* _What this task involves_: Print word for word the part of the excerpt on the patriarchy of consent that opens with the words "But are we really" and closes with "choose another path?".

* _Excerpt_:
★ ★ ★ ★ ★ ★ ★
This leads to the concept of the “patriarchy of consent,” proposed by authors like Ana de Miguel and Katherine Angel, where it’s no longer about imposing desires or controlling bodies through direct coercion, but about creating an environment in which women voluntarily consent to what is expected of them, believing they are doing so by choice. As De Miguel states, “the new patriarchy has learned that to maintain its power, it doesn’t need to impose, it only needs to persuade.” In this framework, consent becomes a more effective tool for legitimising patriarchal order than prohibition.
Are we, then, facing a freer generation or a culture that has recycled its mechanisms of control so that subordination is experienced as empowerment?
It is undeniable that the pressure to appear attractive starts increasingly early. Girls grow up knowing that looking sexy is not only desirable but nearly mandatory. The rise of cosmetic surgery among adolescents, early use of makeup, and the obsession with appearing “Instagrammable” are merely symptoms of a system whose goal is to teach women that their main capital is sexual.
The problem is that the psychological and physical consequences of these dynamics are often ignored – eating disorders, anxiety, low self-esteem, difficulty concentrating, and poor academic performance, among others. And while social media rewards certain behaviors with likes and visibility, the message sinks in: sexualising oneself is a free, empowering way to gain attention, recognition… and, of course, money.
But are we really talking about empowerment? Sexual agency, understood as the ability to make free, informed, and non-coerced decisions about one’s own body and desires, requires more than mere will. It requires context, material and symbolic conditions that allow for real choice. For consent to be ethically valid, it must also include the ability to say no without consequences. But when everything around you, social media, culture, models of success, tells you that being sexy is the best (or only) way to be visible, how much room is there to choose another path?
★ ★ ★ ★ ★ ★ ★
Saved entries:
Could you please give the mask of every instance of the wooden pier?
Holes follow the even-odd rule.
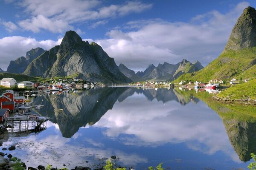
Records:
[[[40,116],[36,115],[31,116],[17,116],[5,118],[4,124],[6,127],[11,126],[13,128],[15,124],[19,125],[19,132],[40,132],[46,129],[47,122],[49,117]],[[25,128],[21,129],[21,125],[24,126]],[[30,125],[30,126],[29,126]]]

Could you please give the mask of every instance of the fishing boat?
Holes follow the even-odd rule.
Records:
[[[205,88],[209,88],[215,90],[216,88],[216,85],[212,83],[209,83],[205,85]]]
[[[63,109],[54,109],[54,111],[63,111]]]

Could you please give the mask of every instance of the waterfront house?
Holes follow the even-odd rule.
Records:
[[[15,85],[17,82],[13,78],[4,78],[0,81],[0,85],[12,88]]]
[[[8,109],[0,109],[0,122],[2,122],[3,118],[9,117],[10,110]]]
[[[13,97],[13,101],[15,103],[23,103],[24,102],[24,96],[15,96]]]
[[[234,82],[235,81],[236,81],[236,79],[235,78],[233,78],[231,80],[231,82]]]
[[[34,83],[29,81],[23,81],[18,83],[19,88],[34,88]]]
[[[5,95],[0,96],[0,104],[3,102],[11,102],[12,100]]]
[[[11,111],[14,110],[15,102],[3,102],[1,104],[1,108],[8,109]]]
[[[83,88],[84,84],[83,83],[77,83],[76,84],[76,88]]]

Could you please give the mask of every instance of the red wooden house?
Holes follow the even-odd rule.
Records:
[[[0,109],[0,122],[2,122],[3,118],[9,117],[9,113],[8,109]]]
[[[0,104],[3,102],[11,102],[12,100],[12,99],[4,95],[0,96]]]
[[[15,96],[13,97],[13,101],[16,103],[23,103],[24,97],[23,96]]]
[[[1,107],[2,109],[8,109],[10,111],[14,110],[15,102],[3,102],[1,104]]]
★ ★ ★ ★ ★ ★ ★
* _Output for this exercise_:
But are we really talking about empowerment? Sexual agency, understood as the ability to make free, informed, and non-coerced decisions about one’s own body and desires, requires more than mere will. It requires context, material and symbolic conditions that allow for real choice. For consent to be ethically valid, it must also include the ability to say no without consequences. But when everything around you, social media, culture, models of success, tells you that being sexy is the best (or only) way to be visible, how much room is there to choose another path?